## Task goal
Show every line of the listing below that contains the string "rooftop".

## Materials provided
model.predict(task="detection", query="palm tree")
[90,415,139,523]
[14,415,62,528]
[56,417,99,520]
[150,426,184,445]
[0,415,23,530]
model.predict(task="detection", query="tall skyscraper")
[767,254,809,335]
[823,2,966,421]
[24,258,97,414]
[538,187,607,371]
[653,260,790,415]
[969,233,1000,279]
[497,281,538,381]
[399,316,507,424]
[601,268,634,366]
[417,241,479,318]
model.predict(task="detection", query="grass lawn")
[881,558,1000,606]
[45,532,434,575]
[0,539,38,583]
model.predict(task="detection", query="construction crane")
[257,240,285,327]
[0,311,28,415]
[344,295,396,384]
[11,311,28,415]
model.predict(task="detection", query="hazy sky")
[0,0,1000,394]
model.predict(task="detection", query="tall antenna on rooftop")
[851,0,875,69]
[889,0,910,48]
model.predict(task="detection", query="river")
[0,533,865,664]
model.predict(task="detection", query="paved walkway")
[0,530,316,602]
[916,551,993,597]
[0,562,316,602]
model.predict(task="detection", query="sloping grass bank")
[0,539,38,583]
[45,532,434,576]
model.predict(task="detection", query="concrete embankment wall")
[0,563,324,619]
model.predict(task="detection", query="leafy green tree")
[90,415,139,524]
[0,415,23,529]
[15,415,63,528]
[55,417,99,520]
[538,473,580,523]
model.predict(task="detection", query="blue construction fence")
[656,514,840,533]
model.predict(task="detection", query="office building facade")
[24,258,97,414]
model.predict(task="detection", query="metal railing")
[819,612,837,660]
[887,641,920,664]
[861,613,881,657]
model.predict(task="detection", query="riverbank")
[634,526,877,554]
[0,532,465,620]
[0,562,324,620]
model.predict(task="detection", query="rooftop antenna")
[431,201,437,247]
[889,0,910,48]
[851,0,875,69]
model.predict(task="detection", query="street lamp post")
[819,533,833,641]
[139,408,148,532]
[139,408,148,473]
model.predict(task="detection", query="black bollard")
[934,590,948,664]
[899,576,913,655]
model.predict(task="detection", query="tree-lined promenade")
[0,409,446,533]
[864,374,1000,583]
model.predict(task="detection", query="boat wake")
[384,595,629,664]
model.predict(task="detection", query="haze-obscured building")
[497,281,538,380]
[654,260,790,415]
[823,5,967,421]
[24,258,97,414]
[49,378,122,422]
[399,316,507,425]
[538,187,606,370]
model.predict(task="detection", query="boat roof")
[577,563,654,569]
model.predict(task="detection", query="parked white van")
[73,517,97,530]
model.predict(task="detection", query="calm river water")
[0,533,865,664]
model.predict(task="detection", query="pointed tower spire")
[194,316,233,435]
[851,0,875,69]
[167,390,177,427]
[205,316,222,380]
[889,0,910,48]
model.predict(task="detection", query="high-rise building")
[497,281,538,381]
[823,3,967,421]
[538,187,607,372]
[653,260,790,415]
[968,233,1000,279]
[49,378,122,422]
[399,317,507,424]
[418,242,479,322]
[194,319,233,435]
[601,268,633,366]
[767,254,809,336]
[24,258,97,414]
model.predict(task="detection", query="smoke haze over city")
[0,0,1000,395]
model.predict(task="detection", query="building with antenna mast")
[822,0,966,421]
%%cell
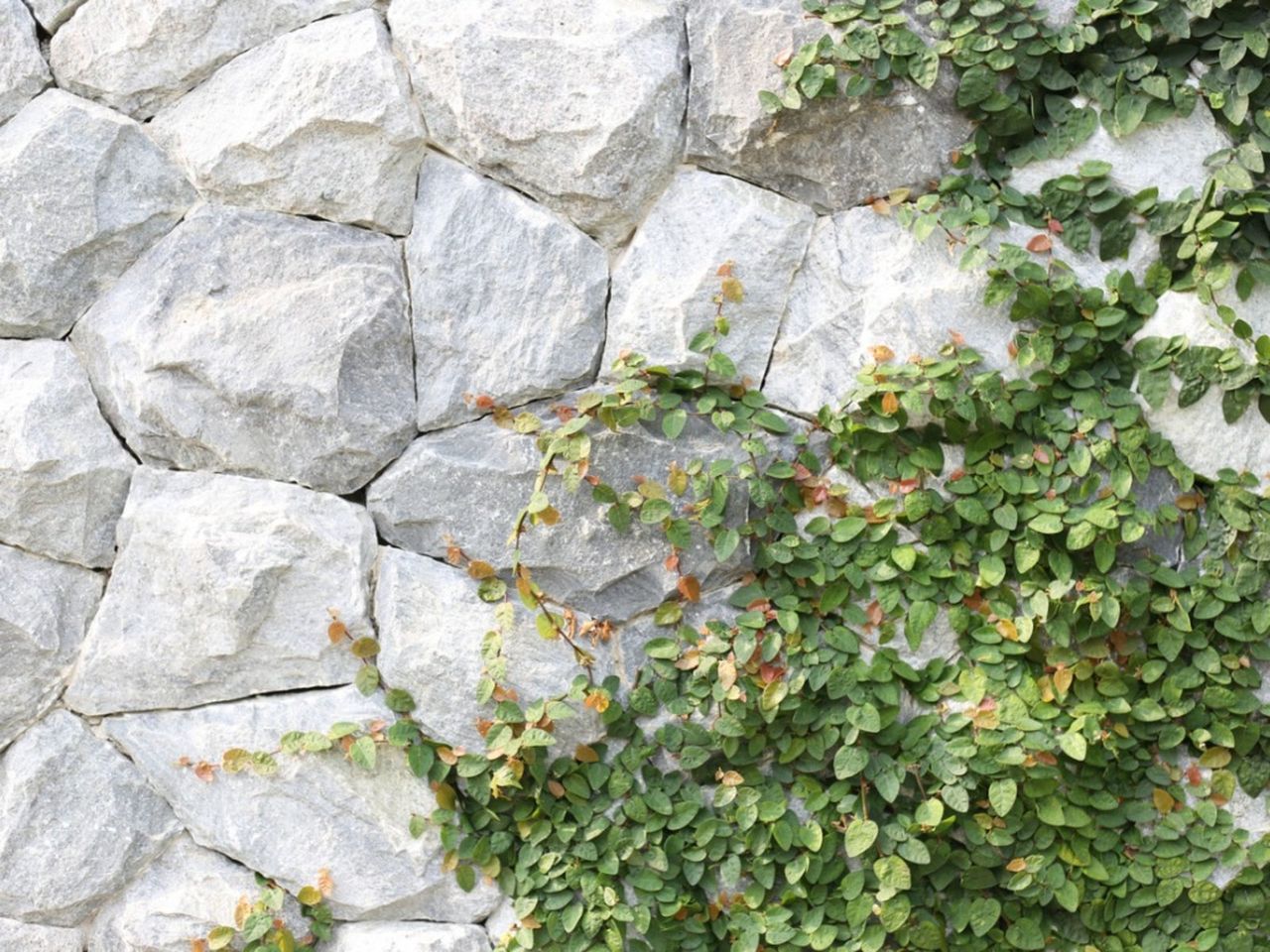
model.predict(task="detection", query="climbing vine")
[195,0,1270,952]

## The completed task
model.predict(task="detection", query="tall antenna on rooftop")
model.predict(task="detection", query="rooftop antenna")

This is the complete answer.